** Opening RECORDED INFORMATION block **

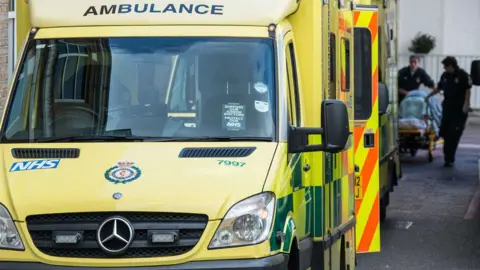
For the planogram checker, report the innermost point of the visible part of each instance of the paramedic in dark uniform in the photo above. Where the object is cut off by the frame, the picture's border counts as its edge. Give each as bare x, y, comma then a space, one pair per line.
456, 85
410, 78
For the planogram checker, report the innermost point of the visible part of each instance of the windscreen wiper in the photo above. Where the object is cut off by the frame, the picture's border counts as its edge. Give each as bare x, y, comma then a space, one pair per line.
214, 139
124, 138
93, 138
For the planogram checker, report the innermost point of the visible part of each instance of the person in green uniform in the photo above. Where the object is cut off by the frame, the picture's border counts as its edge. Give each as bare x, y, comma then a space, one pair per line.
456, 85
411, 77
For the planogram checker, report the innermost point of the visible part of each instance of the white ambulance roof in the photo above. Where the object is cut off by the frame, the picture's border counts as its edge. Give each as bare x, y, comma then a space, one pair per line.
64, 13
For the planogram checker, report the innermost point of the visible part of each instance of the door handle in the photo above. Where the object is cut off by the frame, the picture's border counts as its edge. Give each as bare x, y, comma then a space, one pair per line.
369, 140
306, 168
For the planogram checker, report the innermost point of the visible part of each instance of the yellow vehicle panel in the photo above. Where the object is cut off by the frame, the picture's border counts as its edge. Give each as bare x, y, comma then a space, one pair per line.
367, 203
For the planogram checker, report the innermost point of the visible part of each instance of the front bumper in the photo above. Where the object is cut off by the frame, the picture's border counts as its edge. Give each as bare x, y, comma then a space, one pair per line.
276, 262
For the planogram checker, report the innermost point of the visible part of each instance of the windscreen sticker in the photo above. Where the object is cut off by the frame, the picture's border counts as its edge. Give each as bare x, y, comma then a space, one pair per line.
124, 172
233, 116
34, 165
261, 106
260, 88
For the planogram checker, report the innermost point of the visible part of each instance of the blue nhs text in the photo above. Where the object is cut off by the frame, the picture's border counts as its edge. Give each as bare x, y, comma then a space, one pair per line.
199, 9
34, 165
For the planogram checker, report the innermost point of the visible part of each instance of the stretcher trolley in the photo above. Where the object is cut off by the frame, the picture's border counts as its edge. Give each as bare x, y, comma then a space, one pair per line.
419, 124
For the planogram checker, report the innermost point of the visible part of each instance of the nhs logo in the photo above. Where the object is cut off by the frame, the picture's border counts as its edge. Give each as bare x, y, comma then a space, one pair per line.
34, 165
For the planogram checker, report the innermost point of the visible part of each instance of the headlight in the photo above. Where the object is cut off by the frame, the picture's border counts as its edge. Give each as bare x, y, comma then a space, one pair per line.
246, 223
9, 236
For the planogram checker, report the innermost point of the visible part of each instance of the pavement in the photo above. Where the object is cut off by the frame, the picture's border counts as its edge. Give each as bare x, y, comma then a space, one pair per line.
433, 221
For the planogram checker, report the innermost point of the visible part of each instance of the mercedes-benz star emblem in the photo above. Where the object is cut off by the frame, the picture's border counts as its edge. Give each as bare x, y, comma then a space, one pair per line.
115, 235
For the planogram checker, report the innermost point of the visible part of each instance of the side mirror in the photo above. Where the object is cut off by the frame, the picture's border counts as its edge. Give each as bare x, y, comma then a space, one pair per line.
475, 72
335, 130
383, 99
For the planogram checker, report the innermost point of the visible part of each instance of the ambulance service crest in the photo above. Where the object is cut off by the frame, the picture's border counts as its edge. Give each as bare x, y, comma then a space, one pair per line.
124, 172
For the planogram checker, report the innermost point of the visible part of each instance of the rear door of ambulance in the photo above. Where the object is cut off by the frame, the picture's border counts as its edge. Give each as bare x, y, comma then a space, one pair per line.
366, 133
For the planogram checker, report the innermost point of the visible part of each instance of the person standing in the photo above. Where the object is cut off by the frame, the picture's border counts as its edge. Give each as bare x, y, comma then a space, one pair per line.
456, 85
411, 77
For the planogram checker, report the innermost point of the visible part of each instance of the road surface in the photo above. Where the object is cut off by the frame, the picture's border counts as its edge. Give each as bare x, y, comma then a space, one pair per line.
433, 221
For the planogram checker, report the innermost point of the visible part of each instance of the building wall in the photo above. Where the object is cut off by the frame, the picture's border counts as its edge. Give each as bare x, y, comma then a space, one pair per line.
452, 22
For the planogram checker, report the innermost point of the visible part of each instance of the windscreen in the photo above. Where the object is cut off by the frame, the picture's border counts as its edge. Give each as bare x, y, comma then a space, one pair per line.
163, 87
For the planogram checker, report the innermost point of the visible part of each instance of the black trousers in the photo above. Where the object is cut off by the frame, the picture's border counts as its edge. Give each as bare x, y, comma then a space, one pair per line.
451, 130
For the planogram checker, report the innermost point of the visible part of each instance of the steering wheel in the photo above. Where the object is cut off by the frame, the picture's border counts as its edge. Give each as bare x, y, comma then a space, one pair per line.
75, 118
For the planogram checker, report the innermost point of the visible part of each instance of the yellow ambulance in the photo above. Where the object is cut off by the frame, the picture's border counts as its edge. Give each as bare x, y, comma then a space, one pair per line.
181, 135
375, 134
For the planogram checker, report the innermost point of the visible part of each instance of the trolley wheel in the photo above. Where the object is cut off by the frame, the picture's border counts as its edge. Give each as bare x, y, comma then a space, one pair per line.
430, 156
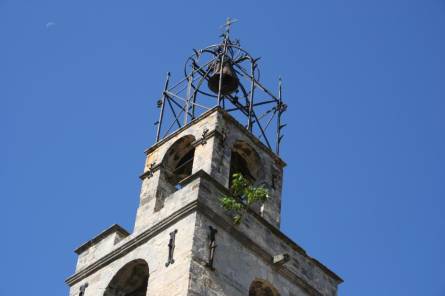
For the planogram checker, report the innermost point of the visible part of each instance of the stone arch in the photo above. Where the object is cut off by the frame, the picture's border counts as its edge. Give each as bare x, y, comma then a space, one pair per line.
245, 160
177, 162
130, 280
262, 288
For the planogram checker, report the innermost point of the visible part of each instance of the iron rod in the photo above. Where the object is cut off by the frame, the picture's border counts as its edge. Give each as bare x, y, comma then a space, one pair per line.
252, 88
161, 114
279, 106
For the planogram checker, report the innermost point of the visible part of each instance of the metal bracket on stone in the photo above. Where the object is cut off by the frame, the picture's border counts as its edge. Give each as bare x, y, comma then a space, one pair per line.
82, 289
212, 246
280, 259
171, 248
206, 134
151, 169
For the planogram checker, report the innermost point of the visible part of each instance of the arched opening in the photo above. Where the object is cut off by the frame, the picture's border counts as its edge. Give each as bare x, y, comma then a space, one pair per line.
245, 160
130, 280
178, 161
262, 288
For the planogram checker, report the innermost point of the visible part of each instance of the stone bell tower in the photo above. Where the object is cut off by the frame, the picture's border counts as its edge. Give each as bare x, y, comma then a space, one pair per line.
217, 121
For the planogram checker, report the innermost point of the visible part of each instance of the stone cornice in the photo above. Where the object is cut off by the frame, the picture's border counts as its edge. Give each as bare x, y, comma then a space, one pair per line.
112, 229
135, 242
269, 226
198, 205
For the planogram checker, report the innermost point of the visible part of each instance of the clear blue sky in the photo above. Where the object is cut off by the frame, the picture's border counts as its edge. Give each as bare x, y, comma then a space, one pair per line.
364, 188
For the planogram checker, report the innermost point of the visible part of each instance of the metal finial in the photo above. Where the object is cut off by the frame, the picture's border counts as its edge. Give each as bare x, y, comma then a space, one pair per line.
228, 24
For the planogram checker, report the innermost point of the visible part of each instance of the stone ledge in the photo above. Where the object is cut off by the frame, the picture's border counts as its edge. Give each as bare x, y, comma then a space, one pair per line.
115, 228
189, 209
273, 229
131, 244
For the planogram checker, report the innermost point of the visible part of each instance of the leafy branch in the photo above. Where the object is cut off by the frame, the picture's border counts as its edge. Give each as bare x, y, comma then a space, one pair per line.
243, 195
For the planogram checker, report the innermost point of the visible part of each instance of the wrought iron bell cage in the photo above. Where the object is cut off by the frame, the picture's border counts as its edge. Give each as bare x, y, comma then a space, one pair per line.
223, 75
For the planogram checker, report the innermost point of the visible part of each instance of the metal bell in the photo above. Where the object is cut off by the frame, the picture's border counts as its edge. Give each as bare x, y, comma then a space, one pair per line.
229, 81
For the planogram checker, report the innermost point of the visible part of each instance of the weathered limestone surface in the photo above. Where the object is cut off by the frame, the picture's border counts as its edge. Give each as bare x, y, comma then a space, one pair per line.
244, 252
172, 280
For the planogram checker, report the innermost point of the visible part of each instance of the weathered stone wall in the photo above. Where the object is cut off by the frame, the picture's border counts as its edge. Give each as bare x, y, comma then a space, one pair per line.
256, 238
172, 280
216, 134
244, 253
235, 267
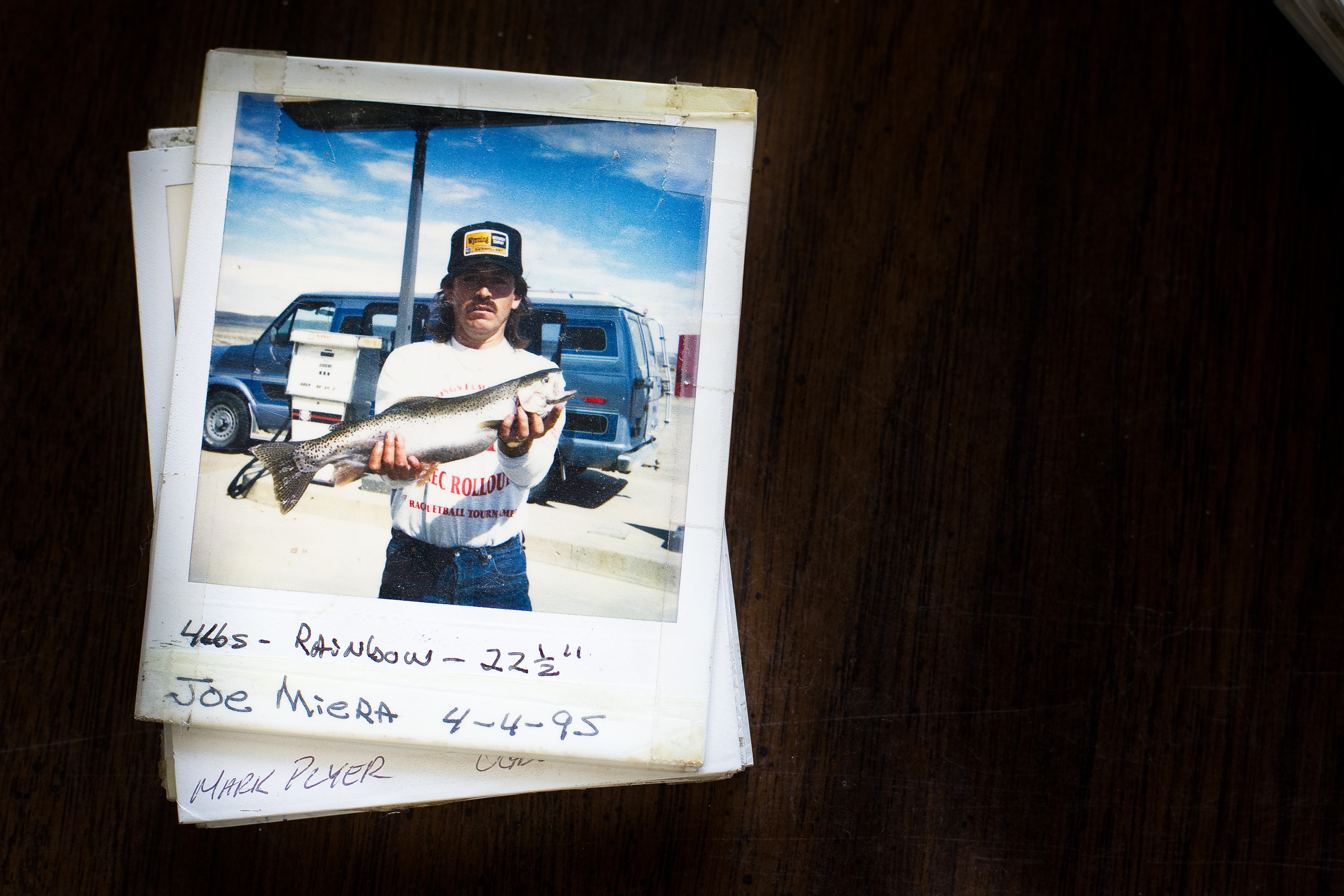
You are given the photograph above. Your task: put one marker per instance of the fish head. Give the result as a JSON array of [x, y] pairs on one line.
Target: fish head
[[539, 393]]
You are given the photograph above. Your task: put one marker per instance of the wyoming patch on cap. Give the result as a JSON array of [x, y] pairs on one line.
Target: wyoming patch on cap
[[485, 242]]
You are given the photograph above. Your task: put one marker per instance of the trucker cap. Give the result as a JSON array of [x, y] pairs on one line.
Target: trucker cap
[[487, 243]]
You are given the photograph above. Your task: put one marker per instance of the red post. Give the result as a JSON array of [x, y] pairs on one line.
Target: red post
[[687, 364]]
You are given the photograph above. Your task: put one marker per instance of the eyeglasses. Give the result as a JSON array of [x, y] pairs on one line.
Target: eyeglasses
[[502, 284]]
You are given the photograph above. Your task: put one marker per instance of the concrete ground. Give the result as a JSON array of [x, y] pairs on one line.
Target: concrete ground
[[597, 546]]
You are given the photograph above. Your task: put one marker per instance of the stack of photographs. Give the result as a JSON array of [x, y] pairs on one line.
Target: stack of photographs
[[1321, 25], [439, 379]]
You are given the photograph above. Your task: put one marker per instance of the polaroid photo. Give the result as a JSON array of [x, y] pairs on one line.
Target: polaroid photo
[[477, 331], [206, 765]]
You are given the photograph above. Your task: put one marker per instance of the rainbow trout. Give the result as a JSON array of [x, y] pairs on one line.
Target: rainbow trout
[[437, 431]]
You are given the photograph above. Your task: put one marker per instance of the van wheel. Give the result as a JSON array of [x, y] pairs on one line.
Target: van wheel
[[227, 424]]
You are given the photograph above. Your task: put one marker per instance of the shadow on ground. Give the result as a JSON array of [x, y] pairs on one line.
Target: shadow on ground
[[588, 489]]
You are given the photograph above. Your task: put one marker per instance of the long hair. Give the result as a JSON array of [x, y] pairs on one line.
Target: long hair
[[442, 323]]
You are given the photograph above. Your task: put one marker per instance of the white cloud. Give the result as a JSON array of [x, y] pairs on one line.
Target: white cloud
[[358, 253]]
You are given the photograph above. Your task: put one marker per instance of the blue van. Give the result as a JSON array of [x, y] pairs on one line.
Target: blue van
[[612, 353]]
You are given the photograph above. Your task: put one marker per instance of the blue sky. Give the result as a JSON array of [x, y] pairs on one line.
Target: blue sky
[[603, 206]]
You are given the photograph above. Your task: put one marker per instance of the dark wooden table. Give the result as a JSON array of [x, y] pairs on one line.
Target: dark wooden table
[[1036, 504]]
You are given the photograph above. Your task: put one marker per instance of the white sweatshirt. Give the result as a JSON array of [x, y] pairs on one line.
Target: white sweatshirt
[[482, 500]]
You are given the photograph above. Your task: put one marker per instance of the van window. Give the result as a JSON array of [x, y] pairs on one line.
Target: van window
[[585, 339], [315, 318], [589, 336], [307, 316]]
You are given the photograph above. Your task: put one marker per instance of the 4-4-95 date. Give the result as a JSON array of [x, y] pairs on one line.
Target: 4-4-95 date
[[563, 720]]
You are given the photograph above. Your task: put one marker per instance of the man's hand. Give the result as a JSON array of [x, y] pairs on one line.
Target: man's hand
[[520, 428], [390, 458]]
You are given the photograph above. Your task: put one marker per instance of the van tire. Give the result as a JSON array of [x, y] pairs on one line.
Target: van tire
[[227, 424]]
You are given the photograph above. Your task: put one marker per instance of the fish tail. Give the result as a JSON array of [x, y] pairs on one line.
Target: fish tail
[[287, 475]]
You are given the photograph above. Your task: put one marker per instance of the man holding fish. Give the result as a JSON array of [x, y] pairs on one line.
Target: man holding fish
[[466, 426], [457, 526]]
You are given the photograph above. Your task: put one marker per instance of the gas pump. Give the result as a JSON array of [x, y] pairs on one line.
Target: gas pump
[[321, 379]]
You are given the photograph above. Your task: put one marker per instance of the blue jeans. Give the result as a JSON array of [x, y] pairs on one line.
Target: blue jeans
[[492, 577]]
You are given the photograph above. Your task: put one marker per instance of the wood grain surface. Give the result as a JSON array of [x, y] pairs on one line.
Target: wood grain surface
[[1036, 500]]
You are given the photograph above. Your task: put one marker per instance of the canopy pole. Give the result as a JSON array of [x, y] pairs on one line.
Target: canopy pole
[[406, 307]]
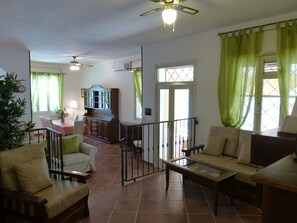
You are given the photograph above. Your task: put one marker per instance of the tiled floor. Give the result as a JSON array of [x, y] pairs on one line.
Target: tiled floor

** Closing RECORDED INFORMATION block **

YOUR TASK: Where in the entries does the word "floor" occur? Copy out each line that has it.

OUTPUT OF THE EXERCISE:
You are given the photograph above. Your task: put one marker per instance of the tiled floor. Give the result as a JSON array of [x, y] pairs on one line.
Target: tiled floor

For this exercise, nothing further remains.